Short task – Give each line of the items below as a JSON list of strings, one string per line, with blank lines skipped. Leave the pictures out of your answer.

--- Start of Data ---

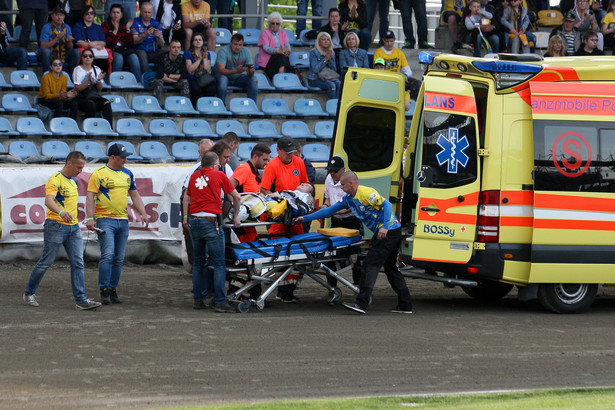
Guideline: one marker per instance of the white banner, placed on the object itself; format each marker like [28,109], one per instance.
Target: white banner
[22,192]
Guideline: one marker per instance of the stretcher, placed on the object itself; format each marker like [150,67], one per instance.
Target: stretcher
[269,262]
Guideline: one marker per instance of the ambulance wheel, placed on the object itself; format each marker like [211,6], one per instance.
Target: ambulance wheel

--- End of Data ---

Worked solution –
[
  "Guideline: one marker per instance of the white banner, placed on the object itself; format each marker like [28,109], one per instance.",
  "Target: white banner",
  "[22,192]",
  "Guideline: one marker per instance of the stretcher, placed on the object itself; format each marker like [150,67], one per instance.",
  "Target: stretcher",
  "[269,262]",
  "Guideline: one marker per instance of the ambulance wheel, placed on the object itself; format each marker like [211,6], one per instance.",
  "Target: ambulance wheel"
]